• [Extracted text]
There's the diminutive town tippler who's also its matchmaker, Michaleen Oge Flynn (Barry Fitzgerald); big, strapping farmer Will Danaher (Victor McLaglen) and his spinster sister, the impetuous redhead Mary Kate (Maureen O'Hara); imperious, wealthy widow Sarah Tillane (Mildred Natwick), on whom Danaher has his sights set; and the town's Catholic and Protestant spiritual leaders, Father Peter Lonergan (Ward Bond) and Reverend Cyril Playfair (Arthur Shields).


Ford renders his fantasy vision of rural Irish life with an artist's eye and a poet's heart, providing a backdrop of purity and contentment that the outside world can scarcely touch.  Custom is observed at all times--a scenic seaside horse race in which the riders vie for their ladies' bonnets, primly proper courtships whose etiquette seems unduly unyielding, and, at every opportunity, a pint or two in the local pub.

Into this seemingly timeless world comes childhood resident Sean Thornton (John Wayne), long Americanized but yearning to return to his pastoral roots to escape the haunting memory of killing a man in the boxing ring.  This gives him a reticence to fight that appears as cowardice when Danaher challenges him over Thornton's brazen courting of his sister Mary Kate.  Only later, after much tortured, hopeless struggle against Irish tradition, will Thornton relent.

• [Work to complete]
A) Translate this sentence from the film review into Spanish: "Only later, after much tortured, hopeless struggle against Irish tradition, will Thornton relent."
B) According to the film review, what memory is Sean Thornton trying to escape by returning to his pastoral roots?
C) Continue the film review from its last sentence, keeping its tone.

• [Provided material]
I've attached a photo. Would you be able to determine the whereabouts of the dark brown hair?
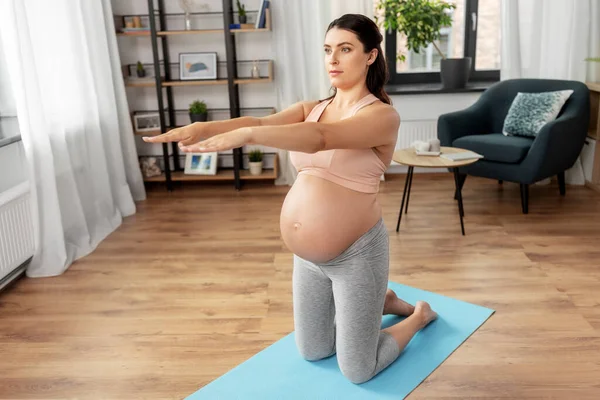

• [Answers for the exercise]
A) Solo más tarde, tras mucha lucha atormentada y desesperada contra la tradición irlandesa, cederá Thornton.

B) The haunting memory of killing a man in the boxing ring.

C)
Meanwhile, THE QUIET MAN seethes with fiery romance between Sean and Mary Kate, he brashly forward and unequivocal, she primly conservative on the outside while barely containing her inner passion.  A chaste, chaperoned outing with matchmaker Michaleen turns into a stolen tryst in a secluded hilltop cemetery as the lovers, buffeted by wind and rain, succumb to a desire as uncontrollable as the elements.


It's Ford at his most achingly romantic, his actors playing their roles with heartrending conviction.  This is also true of the couple's tempestuous marital relations--for marry they finally do, although a stubborn Danaher, tricked into allowing the marriage, refuses to give Mary Kate her dowry. 

Robbed of what is rightfully hers, she rejects Sean when he fails to understand its symbolic importance to her (independence, validation, self-worth) rendering their marriage a shambles from the start. 

Ford and co-writers Frank S. Nugent and Maurice Walsh fashioned the screenplay for THE QUIET MAN as though concocting a full-course meal.  No sooner do we think we're being served a lighthearted comedy of quaint customs and sexual mores than the course changes to deeply emotional yet sexually-charged romance.


With the ill-fated wedding scene, one thinks the film has crossed over into more complex social satire, and yet here it abruptly veers into the achingly tragic when Sean's agonizing guilt returns in full force. 

How the film not only rebounds from this low point but becomes more emotionally resonant and ultimately more joyous than ever is what makes it such an engaging and thoroughly satisfying experience.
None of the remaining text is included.